## Assignment
Restate word for word the lines of the entries below, starting with the line that holds "Target: rocky outcrop" and ending with the line that holds "Target: school of red fish", and no others.

+++ Supplied information

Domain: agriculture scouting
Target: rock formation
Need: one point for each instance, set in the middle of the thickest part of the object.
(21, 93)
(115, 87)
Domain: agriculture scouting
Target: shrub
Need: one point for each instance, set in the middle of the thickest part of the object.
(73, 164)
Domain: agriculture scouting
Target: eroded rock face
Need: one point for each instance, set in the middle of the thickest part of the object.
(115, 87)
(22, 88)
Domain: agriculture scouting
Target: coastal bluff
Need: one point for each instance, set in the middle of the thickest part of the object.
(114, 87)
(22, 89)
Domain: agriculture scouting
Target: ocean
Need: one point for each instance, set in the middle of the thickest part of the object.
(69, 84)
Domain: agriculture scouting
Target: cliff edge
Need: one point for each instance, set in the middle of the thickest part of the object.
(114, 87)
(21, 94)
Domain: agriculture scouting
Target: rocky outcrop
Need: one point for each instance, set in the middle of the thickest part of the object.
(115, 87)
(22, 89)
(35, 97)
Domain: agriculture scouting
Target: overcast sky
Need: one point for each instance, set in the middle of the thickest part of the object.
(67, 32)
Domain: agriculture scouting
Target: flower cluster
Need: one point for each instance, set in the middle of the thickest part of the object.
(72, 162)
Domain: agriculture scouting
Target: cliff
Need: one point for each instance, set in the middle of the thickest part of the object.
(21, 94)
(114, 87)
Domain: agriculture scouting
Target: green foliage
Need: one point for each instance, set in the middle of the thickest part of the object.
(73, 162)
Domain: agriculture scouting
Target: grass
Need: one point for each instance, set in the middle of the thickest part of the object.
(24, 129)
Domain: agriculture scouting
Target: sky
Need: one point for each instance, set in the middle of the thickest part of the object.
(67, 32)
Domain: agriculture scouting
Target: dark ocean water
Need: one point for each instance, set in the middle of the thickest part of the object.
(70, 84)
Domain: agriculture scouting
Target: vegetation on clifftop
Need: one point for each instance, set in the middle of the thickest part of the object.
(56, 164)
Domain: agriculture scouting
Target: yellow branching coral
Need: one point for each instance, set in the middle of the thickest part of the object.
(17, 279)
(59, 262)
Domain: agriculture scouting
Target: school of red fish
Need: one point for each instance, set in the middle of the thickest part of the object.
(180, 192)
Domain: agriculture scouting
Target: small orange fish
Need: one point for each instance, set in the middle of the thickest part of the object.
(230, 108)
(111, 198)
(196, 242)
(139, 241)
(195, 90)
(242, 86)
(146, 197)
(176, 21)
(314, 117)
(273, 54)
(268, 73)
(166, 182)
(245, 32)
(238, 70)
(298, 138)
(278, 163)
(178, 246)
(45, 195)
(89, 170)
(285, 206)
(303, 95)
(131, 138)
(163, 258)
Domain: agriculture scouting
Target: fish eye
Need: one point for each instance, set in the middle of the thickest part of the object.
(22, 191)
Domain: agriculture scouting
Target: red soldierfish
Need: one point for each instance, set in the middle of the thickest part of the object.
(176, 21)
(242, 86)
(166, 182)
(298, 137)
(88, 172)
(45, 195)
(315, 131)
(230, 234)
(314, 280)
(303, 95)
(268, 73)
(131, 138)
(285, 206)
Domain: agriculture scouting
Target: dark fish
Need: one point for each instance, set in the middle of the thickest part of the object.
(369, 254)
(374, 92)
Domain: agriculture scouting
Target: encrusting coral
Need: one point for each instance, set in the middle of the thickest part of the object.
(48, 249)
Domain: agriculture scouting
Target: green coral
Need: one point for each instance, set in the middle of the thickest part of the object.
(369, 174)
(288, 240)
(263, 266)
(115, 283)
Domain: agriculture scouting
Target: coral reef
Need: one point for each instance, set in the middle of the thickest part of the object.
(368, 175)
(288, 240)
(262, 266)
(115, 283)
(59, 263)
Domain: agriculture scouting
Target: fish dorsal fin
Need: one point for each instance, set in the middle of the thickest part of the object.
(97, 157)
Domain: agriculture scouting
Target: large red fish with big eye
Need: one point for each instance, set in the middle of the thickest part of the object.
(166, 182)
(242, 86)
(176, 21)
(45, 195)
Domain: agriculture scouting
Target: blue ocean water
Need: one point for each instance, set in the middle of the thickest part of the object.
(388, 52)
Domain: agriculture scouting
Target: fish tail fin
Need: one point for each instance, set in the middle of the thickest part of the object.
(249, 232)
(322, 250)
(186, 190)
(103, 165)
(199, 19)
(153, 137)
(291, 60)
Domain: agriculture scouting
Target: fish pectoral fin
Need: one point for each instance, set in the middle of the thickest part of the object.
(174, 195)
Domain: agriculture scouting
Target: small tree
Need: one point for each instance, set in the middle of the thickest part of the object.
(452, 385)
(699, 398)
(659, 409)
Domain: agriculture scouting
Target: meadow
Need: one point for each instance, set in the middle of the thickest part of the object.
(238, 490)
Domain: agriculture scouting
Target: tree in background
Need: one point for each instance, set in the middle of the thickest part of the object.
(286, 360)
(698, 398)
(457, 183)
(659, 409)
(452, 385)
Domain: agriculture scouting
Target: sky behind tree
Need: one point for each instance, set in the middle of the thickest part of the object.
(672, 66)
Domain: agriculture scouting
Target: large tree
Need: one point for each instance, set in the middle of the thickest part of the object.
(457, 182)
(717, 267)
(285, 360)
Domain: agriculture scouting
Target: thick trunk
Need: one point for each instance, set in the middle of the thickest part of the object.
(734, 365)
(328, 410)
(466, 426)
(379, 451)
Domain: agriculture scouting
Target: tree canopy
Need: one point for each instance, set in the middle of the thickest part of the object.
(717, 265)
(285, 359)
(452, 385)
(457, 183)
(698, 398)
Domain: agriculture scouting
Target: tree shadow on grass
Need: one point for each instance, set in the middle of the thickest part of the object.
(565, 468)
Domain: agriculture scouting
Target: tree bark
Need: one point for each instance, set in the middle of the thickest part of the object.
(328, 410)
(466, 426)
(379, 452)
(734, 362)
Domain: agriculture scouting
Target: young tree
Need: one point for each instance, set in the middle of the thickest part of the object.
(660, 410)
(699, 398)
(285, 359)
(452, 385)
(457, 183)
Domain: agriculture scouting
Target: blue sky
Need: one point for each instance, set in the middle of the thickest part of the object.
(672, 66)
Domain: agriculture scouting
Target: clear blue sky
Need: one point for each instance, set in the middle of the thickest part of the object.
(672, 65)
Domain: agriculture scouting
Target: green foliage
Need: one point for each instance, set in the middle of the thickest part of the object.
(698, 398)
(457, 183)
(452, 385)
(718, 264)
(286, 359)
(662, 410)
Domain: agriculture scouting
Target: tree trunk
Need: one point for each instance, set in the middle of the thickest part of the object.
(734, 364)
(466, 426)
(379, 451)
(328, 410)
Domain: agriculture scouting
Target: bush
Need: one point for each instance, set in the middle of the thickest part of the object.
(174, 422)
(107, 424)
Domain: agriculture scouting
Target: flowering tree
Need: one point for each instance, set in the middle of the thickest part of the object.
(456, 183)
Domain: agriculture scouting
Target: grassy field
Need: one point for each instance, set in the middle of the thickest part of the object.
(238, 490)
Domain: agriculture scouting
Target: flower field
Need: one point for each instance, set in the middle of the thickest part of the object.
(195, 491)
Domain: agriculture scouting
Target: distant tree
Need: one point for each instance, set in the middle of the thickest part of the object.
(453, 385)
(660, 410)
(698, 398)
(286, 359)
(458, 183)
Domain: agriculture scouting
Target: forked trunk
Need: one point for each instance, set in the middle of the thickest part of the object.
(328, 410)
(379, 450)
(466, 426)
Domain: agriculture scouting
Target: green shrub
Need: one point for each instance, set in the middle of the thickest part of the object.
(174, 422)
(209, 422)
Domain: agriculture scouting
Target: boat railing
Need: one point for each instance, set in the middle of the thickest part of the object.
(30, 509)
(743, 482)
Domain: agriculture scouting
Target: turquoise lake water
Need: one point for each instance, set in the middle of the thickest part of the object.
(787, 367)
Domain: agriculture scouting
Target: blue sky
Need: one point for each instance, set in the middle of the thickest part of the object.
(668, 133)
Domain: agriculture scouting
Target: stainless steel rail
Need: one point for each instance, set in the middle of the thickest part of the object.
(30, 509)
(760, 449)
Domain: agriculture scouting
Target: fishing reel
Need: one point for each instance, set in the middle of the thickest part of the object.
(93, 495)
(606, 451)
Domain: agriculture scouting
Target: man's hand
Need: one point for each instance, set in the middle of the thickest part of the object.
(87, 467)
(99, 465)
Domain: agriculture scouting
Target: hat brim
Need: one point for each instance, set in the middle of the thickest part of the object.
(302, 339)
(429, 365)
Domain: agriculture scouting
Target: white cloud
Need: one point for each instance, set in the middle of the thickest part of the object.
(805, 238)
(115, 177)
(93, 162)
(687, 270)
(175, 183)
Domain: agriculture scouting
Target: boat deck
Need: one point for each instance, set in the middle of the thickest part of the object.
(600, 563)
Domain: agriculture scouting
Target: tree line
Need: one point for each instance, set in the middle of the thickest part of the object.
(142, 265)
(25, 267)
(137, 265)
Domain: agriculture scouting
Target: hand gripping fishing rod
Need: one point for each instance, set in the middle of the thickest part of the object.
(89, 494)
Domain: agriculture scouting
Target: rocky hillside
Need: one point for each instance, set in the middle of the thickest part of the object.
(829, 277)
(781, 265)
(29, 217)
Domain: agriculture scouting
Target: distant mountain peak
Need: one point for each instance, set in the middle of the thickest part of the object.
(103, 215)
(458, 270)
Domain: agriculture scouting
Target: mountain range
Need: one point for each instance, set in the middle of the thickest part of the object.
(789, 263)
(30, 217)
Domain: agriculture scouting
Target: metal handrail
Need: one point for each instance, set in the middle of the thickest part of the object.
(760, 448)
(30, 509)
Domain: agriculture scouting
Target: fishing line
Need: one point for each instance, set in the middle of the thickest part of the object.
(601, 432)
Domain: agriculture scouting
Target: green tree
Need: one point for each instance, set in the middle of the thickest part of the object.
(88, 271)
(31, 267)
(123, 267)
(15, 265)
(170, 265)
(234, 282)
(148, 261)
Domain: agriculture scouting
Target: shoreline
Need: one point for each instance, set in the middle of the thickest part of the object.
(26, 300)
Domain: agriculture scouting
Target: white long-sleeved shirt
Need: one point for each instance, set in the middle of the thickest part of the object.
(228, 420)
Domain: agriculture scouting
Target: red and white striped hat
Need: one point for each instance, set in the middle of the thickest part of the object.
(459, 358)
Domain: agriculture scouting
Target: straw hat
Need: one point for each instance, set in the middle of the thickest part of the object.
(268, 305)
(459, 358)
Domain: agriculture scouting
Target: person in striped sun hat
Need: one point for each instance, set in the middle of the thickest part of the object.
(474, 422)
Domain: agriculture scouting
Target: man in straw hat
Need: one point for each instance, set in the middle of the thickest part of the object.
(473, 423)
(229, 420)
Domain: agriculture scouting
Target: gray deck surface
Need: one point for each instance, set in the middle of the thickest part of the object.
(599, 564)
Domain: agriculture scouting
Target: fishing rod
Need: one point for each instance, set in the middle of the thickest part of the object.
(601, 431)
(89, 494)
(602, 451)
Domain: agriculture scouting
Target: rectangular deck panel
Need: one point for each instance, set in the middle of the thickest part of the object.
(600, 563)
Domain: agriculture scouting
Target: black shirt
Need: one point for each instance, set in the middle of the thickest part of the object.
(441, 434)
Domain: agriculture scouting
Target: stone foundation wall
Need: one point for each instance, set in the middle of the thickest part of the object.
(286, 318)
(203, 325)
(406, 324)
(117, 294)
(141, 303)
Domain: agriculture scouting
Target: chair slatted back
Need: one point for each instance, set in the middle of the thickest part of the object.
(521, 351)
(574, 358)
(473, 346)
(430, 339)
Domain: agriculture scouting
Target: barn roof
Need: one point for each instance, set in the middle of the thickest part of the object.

++++++

## Exercise response
Target: rocky outcrop
Need: one point for each instance, set in the middle of the thickest part of the object.
(115, 87)
(22, 89)
(35, 97)
Domain: agriculture scouting
Target: overcast sky
Need: one point for each instance, set in the middle of the thickest part of the object.
(67, 32)
Domain: agriculture scouting
Target: flower cluster
Need: one point for each instance, set in the middle of the thickest part of the object.
(72, 162)
Domain: agriculture scouting
Target: cliff
Need: one point for each instance, set in the middle of the thickest part of the object.
(21, 94)
(114, 87)
Domain: agriculture scouting
Target: green foliage
Need: one point for each instance, set in the middle of the thickest part of the object.
(73, 162)
Domain: agriculture scouting
Target: grass
Need: one point for each instance, set in the middle of the thickest part of the object.
(24, 129)
Domain: agriculture scouting
Target: sky
Need: one point for each instance, set in the middle of the thickest part of the object.
(67, 32)
Domain: agriculture scouting
Target: dark ocean water
Need: one point for each instance, set in the middle of the thickest part of the object.
(70, 84)
Domain: agriculture scouting
Target: vegetation on clifftop
Need: one point for each instance, set in the middle of the thickest part of the object.
(56, 164)
Domain: agriculture scouting
Target: yellow branching coral
Need: one point for each instance, set in the middle of the thickest part of the object.
(17, 279)
(59, 262)
Domain: agriculture scouting
Target: school of red fish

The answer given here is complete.